start DATA TO PROCESS

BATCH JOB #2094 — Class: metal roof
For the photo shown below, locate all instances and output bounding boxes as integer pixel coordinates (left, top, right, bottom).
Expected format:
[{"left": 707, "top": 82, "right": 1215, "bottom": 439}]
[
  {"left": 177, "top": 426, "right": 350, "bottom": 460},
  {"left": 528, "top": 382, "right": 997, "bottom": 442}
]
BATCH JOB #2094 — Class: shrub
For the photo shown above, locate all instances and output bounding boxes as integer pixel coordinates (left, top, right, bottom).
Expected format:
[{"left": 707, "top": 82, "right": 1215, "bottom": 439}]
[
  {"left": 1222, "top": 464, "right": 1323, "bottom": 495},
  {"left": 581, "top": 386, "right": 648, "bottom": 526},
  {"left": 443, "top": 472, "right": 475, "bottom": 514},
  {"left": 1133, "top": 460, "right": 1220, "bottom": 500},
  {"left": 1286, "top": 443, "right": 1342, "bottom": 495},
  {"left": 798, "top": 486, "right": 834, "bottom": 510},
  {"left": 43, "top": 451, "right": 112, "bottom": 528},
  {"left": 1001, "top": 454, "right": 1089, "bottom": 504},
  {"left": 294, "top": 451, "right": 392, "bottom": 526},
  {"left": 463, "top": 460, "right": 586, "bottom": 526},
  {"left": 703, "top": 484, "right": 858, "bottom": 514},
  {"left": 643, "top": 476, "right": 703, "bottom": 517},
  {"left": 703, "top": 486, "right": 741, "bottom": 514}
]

end DATA TO PROCESS

**WRITTEN INSTRUCTION:**
Repeat word for word the stretch of the listing above from the line that contains "BATCH JOB #2094 — Class: shrub" through the end of the listing.

**TASK RESULT:**
BATCH JOB #2094 — Class: shrub
For the photo shown above, locate all instances and output bounding boxes as integer pixel coordinates (left, top, right, bottom).
Expected format:
[{"left": 707, "top": 82, "right": 1215, "bottom": 439}]
[
  {"left": 1222, "top": 464, "right": 1323, "bottom": 495},
  {"left": 581, "top": 386, "right": 648, "bottom": 526},
  {"left": 443, "top": 472, "right": 475, "bottom": 514},
  {"left": 1133, "top": 460, "right": 1220, "bottom": 500},
  {"left": 1286, "top": 443, "right": 1342, "bottom": 495},
  {"left": 798, "top": 486, "right": 834, "bottom": 510},
  {"left": 43, "top": 451, "right": 112, "bottom": 528},
  {"left": 1001, "top": 454, "right": 1089, "bottom": 504},
  {"left": 294, "top": 451, "right": 392, "bottom": 526},
  {"left": 463, "top": 460, "right": 586, "bottom": 526},
  {"left": 703, "top": 484, "right": 858, "bottom": 514},
  {"left": 643, "top": 476, "right": 703, "bottom": 517},
  {"left": 703, "top": 486, "right": 741, "bottom": 514}
]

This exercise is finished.